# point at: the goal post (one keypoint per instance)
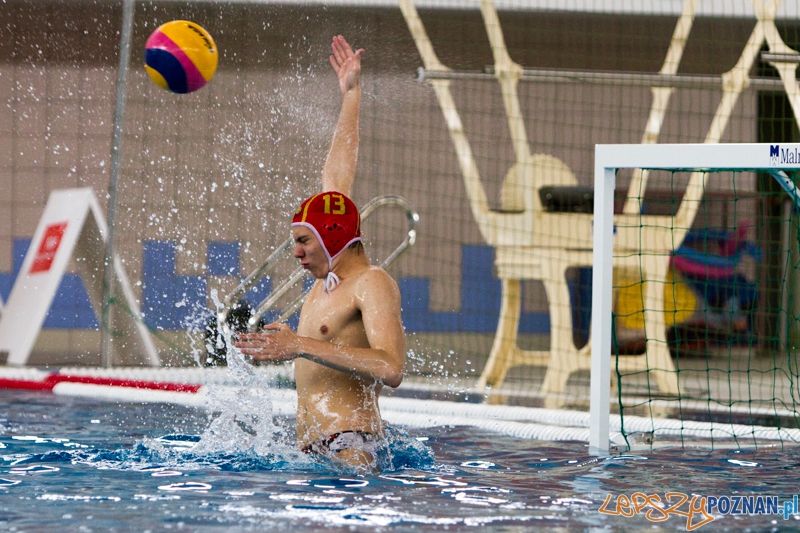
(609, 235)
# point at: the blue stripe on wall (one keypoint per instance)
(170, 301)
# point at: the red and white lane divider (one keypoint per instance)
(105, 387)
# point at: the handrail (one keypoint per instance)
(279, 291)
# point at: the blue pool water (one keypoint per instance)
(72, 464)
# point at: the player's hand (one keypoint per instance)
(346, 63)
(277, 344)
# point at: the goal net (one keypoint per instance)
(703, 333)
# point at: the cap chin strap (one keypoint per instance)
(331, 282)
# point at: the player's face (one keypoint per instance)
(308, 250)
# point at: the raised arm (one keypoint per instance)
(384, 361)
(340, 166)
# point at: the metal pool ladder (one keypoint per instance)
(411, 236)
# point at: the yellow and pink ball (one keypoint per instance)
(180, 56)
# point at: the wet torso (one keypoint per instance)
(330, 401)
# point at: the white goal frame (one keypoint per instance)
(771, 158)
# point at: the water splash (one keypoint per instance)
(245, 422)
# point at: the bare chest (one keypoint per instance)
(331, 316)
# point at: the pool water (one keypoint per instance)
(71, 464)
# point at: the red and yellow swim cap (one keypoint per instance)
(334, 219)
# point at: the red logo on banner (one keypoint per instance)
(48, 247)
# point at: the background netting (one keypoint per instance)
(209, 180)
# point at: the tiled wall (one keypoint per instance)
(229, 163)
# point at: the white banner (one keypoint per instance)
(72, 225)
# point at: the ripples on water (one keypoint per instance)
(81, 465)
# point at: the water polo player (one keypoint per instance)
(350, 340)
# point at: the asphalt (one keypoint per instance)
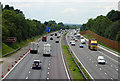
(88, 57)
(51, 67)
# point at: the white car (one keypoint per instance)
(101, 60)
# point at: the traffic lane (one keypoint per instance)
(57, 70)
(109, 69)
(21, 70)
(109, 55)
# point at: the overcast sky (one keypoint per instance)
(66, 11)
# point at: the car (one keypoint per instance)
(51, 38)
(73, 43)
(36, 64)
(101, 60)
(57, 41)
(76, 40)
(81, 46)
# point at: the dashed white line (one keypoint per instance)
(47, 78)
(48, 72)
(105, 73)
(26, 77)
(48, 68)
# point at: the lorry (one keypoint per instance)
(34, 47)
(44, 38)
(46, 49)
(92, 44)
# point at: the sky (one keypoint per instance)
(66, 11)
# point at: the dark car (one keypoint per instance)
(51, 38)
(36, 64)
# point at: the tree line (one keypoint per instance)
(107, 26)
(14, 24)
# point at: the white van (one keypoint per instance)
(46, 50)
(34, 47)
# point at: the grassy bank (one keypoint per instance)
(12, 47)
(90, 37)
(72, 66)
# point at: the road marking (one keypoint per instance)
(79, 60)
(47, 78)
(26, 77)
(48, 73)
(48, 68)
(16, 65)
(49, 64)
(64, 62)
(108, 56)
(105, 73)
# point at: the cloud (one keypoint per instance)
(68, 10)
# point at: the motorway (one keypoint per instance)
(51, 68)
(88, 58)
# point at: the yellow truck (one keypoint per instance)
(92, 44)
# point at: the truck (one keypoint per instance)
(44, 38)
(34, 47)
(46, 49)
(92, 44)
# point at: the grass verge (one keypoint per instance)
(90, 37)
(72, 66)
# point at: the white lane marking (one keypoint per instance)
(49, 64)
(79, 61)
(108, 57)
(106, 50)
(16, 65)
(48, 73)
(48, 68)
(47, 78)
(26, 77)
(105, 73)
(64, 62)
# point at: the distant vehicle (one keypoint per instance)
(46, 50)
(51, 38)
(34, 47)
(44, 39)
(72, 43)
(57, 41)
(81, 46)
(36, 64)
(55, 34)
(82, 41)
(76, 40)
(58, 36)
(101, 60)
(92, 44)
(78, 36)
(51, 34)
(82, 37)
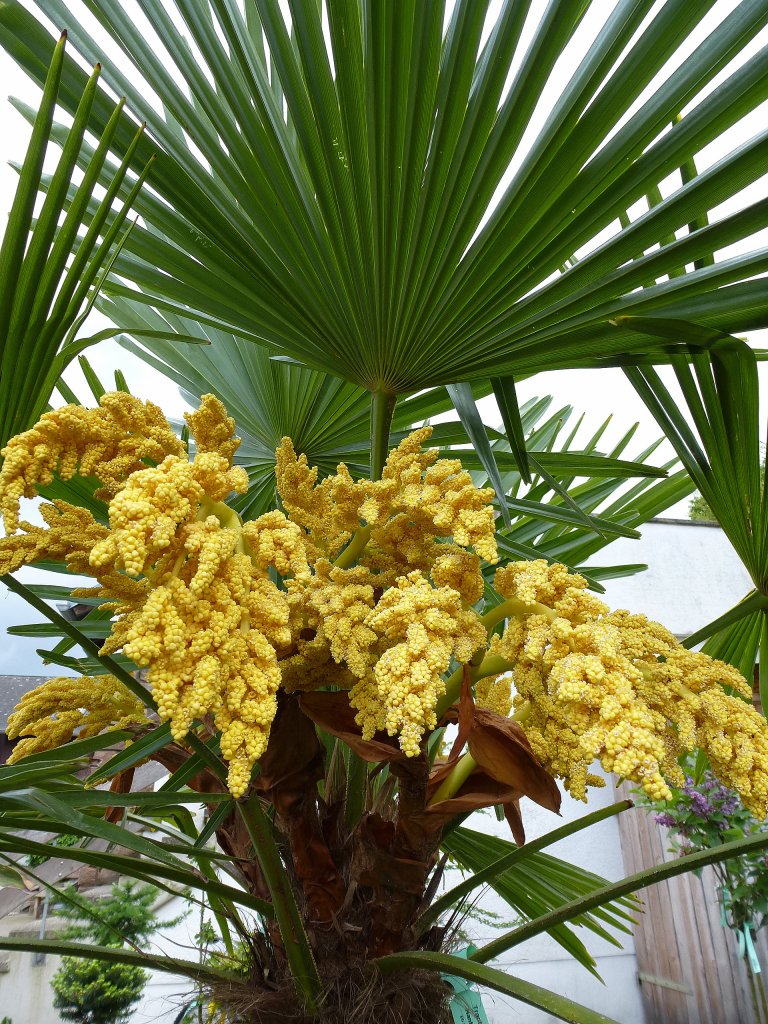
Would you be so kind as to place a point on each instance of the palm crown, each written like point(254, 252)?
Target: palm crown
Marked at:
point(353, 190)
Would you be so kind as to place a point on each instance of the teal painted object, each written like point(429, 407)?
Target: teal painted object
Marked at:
* * *
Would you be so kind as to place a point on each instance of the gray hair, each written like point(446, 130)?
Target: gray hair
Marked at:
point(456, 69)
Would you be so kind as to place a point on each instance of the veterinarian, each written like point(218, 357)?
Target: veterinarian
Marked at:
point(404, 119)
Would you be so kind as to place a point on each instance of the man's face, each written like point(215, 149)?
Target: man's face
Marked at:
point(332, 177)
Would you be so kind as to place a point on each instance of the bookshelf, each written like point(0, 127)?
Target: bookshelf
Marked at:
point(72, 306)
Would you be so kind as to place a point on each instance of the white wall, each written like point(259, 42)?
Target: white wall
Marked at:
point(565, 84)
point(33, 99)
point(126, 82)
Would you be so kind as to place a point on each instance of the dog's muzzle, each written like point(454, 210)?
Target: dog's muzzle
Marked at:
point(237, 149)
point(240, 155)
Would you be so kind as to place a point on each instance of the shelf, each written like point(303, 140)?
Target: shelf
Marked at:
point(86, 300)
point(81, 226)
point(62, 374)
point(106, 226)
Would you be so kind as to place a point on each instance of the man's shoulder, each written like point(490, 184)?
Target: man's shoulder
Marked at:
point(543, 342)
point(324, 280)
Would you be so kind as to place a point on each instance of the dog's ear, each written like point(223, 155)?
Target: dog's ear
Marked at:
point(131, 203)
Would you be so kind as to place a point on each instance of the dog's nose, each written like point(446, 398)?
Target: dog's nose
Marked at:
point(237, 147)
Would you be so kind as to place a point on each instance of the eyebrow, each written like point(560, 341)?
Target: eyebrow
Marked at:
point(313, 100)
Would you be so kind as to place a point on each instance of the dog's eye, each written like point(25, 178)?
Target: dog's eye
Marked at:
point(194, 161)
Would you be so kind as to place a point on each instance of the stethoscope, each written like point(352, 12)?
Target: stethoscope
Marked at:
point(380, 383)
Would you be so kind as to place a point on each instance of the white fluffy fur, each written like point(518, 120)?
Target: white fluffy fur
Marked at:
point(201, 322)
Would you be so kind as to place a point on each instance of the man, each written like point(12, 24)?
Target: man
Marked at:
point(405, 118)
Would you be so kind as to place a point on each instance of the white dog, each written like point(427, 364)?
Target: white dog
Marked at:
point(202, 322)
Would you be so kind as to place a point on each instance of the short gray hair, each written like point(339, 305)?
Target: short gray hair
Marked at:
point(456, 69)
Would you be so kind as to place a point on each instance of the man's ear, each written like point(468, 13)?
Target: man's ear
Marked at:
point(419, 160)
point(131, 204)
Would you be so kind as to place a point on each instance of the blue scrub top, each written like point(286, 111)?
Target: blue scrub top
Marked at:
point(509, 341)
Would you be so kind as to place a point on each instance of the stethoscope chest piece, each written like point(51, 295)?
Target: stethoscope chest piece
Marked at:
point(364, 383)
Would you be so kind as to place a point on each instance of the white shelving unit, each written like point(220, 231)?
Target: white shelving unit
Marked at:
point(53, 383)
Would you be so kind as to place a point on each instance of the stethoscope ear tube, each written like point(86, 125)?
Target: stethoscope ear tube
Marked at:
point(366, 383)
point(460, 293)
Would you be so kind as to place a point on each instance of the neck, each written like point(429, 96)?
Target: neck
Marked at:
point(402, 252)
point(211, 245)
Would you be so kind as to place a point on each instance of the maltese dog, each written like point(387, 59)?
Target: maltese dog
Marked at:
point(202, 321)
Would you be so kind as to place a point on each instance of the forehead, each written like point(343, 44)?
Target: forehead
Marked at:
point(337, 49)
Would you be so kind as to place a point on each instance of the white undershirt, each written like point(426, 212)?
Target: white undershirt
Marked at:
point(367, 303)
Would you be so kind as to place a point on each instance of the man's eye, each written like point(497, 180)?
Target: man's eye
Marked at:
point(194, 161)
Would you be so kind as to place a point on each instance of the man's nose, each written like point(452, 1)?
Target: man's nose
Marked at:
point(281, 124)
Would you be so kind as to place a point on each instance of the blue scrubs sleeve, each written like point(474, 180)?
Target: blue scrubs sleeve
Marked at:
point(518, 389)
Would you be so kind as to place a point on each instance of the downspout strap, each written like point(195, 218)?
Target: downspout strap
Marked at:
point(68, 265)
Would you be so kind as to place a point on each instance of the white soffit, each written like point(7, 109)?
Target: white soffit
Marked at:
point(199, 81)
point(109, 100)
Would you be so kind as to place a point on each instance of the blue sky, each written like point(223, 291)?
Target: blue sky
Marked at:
==
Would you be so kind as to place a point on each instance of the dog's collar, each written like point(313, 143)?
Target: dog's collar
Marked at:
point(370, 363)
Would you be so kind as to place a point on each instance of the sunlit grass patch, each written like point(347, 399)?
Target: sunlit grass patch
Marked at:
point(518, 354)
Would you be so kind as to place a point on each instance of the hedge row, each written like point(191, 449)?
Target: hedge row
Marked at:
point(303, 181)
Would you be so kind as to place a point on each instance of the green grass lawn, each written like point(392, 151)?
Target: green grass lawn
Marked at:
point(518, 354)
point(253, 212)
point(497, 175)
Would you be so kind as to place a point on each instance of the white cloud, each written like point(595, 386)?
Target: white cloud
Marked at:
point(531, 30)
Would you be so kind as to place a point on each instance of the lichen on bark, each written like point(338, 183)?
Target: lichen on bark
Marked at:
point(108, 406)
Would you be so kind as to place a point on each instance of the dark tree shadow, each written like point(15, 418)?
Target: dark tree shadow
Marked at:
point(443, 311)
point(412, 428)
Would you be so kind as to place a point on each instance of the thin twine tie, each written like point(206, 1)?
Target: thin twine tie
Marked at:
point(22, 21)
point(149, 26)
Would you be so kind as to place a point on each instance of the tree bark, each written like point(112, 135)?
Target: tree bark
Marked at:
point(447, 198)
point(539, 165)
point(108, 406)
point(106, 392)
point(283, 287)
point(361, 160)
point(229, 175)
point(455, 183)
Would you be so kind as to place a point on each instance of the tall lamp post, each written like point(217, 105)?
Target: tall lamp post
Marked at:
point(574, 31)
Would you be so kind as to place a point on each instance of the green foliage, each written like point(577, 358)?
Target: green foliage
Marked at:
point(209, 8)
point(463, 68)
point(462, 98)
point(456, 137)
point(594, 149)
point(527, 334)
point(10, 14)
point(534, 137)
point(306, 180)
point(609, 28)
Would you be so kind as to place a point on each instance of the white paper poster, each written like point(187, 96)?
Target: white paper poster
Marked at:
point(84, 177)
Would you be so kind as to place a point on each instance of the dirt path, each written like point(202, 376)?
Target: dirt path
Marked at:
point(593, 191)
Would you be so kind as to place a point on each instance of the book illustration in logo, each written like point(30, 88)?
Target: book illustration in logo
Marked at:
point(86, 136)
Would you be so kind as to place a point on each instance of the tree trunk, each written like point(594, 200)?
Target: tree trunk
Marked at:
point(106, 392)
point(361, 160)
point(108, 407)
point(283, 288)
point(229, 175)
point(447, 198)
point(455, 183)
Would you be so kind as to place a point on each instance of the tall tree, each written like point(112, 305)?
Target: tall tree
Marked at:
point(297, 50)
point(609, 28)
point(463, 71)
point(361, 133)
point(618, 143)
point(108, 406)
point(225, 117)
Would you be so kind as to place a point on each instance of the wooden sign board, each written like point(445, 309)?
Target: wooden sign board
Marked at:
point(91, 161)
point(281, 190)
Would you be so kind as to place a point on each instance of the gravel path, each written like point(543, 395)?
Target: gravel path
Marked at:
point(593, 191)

» **EXERCISE OBJECTIVE**: Reproduce verbatim the lines of the records from the line containing "like point(497, 180)?" through the line containing "point(281, 124)", including both of those lines.

» **PROBLEM SOLUTION**:
Would you be so kind as to place a point on each instance of the man's eye, each written like point(497, 180)?
Target: man's eye
Marked at:
point(194, 161)
Would you be so kind as to place a point on each instance of the man's nose, each written like point(452, 1)?
Target: man's nose
Marked at:
point(281, 124)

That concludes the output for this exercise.